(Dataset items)

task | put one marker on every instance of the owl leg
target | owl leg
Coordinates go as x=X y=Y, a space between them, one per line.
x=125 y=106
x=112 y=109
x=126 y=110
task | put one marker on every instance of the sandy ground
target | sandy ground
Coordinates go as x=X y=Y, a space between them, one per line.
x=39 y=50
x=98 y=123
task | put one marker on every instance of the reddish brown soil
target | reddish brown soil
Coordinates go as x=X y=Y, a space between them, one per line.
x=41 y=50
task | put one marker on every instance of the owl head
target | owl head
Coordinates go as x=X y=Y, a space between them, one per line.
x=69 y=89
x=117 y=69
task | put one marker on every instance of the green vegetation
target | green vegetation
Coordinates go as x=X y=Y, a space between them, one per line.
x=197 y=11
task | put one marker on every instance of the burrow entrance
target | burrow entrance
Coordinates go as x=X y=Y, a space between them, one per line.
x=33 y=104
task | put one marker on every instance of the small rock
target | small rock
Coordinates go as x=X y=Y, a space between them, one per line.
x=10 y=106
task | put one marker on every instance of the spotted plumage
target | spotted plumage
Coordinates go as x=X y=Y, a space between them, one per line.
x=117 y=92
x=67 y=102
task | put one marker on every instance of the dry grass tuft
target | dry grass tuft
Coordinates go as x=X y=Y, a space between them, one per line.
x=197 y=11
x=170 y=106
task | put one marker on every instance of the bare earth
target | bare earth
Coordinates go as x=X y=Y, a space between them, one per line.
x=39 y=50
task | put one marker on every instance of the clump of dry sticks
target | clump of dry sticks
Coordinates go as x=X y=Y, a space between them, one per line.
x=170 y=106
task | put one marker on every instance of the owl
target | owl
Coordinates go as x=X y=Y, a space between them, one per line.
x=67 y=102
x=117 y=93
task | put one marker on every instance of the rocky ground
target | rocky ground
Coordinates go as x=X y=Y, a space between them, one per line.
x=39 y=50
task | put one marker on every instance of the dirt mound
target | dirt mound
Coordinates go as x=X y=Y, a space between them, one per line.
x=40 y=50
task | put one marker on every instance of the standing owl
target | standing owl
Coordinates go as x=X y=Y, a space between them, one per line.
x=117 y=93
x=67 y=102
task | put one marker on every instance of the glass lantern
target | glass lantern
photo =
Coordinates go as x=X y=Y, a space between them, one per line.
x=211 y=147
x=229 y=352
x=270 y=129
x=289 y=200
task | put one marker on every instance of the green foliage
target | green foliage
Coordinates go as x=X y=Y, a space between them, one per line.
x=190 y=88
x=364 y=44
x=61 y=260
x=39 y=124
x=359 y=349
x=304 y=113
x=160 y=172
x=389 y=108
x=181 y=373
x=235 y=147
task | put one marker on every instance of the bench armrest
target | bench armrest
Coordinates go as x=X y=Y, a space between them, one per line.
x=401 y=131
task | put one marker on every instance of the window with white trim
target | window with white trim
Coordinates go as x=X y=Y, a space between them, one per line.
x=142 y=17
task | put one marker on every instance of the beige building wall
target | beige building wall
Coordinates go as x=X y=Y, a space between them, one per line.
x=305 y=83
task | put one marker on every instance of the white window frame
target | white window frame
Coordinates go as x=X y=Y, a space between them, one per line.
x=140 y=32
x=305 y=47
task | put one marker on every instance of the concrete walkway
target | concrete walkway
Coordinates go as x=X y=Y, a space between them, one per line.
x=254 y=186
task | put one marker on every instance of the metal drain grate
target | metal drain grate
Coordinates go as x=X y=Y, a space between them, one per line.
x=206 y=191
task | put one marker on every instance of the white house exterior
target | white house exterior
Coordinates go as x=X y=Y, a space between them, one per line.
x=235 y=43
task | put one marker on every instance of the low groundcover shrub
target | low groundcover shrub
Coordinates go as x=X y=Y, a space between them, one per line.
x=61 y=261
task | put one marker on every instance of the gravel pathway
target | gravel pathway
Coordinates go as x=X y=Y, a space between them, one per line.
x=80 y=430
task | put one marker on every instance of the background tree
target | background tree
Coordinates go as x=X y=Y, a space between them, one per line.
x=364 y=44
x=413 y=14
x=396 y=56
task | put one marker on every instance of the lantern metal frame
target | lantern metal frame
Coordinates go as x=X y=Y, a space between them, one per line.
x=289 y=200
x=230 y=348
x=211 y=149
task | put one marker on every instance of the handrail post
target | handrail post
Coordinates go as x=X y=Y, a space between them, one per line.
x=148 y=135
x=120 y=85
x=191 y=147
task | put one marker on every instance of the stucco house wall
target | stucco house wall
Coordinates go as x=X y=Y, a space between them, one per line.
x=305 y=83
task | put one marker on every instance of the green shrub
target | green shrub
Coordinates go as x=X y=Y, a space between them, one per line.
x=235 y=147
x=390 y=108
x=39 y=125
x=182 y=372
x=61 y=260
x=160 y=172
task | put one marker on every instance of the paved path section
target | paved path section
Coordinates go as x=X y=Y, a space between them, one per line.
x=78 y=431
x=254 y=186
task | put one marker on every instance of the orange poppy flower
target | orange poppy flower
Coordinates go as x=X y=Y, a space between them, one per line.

--

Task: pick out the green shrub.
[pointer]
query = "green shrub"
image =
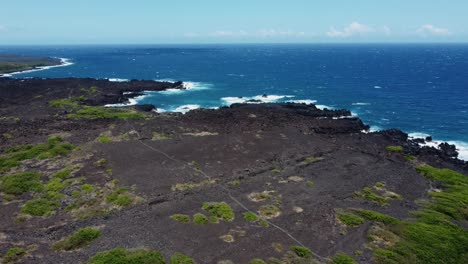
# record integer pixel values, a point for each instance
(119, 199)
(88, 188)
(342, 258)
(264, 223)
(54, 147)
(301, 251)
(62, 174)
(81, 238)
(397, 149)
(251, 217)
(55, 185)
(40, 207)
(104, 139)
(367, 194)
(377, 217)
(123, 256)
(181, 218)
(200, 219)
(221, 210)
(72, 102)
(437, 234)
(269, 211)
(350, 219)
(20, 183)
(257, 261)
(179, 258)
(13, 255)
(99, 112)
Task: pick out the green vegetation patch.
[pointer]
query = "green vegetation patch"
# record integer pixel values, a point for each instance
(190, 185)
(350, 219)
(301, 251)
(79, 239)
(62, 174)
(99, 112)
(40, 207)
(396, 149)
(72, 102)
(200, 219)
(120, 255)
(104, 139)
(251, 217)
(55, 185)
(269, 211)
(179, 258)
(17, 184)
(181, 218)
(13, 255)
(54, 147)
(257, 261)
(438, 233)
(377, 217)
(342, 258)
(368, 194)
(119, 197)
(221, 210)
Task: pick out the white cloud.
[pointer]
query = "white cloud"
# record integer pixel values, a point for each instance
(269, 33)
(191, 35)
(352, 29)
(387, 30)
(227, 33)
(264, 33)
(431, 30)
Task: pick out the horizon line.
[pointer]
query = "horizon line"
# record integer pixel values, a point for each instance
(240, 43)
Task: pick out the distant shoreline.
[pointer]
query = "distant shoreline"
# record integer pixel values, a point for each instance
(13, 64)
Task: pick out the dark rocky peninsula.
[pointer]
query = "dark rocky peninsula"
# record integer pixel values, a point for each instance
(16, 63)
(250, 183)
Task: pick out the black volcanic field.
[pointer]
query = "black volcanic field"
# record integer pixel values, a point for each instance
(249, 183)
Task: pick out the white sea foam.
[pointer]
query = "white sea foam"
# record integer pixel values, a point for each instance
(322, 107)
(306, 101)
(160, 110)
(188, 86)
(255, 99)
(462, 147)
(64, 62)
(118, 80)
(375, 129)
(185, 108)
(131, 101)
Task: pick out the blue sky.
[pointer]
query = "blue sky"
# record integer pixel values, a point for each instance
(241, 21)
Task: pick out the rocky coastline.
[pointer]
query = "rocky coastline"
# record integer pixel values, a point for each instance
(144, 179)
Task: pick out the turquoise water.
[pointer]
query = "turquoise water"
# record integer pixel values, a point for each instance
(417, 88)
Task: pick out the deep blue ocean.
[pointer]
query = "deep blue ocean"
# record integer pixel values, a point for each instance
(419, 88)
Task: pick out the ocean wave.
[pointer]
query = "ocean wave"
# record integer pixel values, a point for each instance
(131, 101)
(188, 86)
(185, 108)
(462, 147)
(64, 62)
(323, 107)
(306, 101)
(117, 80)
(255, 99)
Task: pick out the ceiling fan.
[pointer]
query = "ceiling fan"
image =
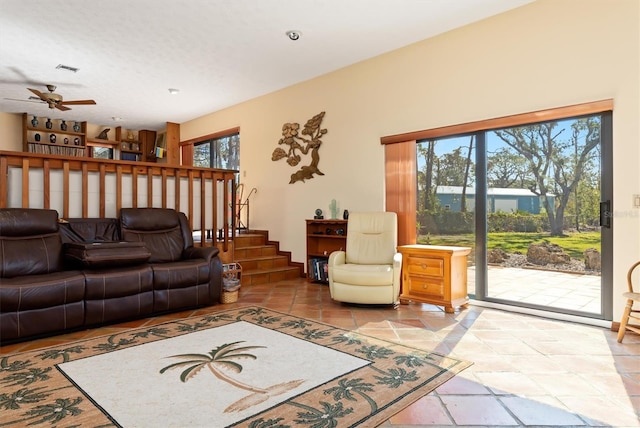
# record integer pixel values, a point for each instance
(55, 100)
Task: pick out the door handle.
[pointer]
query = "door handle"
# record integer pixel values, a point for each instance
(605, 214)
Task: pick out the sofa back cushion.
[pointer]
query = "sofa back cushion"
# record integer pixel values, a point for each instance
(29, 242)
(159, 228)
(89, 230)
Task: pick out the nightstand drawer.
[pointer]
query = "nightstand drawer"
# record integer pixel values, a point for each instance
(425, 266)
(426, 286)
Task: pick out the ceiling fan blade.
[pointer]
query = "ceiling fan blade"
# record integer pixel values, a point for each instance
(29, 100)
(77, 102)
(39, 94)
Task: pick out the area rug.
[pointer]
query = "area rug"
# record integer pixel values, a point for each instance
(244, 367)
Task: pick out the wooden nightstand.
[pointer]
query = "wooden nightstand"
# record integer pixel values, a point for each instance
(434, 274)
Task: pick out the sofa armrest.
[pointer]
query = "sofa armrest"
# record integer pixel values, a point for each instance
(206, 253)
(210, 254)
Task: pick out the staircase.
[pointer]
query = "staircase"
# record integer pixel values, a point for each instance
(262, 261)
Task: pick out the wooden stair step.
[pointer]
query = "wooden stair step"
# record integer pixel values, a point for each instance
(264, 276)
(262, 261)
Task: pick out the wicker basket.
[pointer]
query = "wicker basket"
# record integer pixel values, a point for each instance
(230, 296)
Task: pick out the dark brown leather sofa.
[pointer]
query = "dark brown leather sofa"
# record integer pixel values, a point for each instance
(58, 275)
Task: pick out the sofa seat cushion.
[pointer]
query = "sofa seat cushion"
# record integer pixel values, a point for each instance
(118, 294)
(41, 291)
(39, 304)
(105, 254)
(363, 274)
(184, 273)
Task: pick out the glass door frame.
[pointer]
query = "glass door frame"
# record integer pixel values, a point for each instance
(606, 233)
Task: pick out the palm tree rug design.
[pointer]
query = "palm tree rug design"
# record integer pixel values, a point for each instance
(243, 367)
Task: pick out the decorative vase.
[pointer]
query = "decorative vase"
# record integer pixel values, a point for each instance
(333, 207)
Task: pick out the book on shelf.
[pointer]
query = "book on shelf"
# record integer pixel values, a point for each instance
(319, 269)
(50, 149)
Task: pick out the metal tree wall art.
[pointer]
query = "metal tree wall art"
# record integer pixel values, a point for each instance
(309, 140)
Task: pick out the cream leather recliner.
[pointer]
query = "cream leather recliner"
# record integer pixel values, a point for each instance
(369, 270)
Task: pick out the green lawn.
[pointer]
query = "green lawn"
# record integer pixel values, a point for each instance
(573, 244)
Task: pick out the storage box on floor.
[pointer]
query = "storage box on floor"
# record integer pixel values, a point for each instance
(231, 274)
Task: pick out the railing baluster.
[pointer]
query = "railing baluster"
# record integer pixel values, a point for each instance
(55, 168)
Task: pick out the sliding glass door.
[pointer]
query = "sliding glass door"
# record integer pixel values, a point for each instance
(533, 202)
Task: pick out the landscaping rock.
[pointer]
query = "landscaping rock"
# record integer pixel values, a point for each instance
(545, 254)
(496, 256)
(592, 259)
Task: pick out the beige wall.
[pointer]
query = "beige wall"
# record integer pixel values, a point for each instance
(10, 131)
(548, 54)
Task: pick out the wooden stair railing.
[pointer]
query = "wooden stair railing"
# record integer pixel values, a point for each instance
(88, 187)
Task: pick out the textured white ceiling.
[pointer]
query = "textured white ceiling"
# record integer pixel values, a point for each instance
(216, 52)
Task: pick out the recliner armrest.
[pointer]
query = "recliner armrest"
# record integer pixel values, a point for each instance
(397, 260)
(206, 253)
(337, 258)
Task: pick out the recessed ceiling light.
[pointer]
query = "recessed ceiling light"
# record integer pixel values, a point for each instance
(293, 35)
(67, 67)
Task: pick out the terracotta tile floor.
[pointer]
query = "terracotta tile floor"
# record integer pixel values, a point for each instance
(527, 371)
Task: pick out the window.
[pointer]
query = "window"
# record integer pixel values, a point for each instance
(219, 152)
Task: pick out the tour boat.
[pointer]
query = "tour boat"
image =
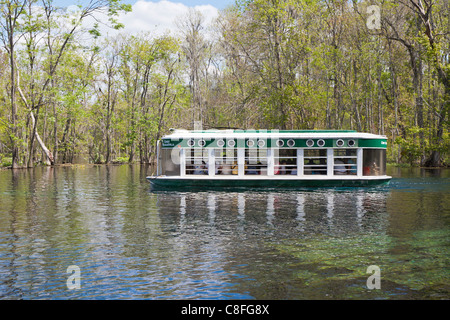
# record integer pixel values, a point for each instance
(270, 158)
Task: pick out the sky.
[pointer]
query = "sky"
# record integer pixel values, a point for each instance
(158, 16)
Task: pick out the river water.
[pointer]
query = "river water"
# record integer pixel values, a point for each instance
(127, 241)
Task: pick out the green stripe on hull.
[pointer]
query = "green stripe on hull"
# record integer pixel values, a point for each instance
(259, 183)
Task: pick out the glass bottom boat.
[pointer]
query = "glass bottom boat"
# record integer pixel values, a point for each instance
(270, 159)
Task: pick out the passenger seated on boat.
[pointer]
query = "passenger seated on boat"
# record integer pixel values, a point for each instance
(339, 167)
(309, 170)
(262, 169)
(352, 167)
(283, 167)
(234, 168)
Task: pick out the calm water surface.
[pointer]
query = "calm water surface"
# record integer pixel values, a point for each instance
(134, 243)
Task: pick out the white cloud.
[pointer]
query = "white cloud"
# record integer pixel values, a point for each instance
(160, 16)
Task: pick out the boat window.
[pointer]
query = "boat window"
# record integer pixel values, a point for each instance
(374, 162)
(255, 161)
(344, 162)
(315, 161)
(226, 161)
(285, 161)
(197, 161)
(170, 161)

...

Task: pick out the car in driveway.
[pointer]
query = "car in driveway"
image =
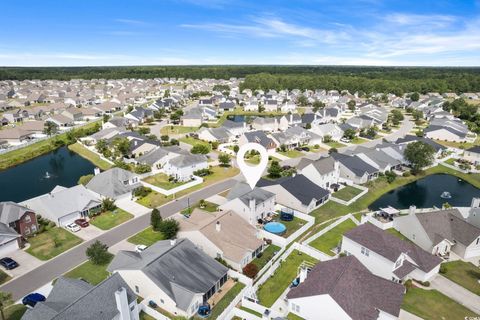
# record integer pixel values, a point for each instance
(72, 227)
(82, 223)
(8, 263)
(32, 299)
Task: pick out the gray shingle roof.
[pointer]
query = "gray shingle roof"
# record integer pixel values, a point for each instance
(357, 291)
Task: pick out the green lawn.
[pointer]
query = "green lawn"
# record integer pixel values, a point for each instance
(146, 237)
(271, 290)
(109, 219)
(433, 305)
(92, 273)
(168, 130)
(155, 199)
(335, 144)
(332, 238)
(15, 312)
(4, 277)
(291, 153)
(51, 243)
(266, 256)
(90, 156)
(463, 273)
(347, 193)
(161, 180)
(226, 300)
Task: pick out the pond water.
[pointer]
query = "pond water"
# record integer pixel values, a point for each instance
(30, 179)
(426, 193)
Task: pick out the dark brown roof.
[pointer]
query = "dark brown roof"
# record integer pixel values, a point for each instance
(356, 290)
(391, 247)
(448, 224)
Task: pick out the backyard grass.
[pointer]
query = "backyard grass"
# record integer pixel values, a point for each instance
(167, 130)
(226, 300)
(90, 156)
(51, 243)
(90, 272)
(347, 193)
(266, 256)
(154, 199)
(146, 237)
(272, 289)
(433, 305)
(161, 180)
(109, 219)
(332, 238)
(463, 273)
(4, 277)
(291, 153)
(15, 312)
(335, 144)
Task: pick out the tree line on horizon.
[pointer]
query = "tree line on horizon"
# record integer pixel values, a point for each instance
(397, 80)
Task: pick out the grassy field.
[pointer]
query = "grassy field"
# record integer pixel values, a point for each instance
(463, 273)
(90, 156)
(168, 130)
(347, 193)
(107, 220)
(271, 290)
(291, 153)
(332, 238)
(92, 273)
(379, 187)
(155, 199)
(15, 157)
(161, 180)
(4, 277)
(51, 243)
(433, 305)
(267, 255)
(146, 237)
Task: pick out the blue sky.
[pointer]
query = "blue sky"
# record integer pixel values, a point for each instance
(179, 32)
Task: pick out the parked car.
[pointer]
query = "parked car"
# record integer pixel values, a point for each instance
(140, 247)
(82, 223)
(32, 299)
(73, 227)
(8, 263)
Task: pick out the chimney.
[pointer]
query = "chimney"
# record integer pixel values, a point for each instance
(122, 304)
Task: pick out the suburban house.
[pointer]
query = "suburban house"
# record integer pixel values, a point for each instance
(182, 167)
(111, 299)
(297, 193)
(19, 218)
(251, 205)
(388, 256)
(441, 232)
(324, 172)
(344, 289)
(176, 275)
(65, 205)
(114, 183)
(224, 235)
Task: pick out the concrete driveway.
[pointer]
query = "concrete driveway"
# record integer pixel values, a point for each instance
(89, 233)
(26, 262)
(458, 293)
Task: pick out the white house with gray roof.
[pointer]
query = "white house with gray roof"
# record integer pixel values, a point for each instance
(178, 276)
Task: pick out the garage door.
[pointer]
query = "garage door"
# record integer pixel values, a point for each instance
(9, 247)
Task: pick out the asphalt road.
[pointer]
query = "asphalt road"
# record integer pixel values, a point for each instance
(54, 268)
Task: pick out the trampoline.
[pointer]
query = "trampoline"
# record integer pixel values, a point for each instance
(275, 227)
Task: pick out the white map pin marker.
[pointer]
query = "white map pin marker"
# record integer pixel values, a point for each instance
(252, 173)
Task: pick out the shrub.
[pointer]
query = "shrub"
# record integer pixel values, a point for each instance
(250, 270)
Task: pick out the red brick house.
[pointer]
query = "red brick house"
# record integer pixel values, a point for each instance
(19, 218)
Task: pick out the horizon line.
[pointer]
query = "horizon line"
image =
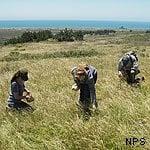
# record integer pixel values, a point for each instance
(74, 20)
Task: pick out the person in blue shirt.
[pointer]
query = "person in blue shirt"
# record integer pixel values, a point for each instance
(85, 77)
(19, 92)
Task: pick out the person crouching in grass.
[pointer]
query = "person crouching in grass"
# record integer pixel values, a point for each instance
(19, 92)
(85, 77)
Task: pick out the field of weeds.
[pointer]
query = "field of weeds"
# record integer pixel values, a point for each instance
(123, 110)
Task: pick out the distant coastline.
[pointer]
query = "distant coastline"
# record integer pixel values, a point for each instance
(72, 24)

Activity =
Copy down each line in the entries that has the word "spotted".

Task response =
task | put one marker on every instance of the spotted plumage
target | spotted plumage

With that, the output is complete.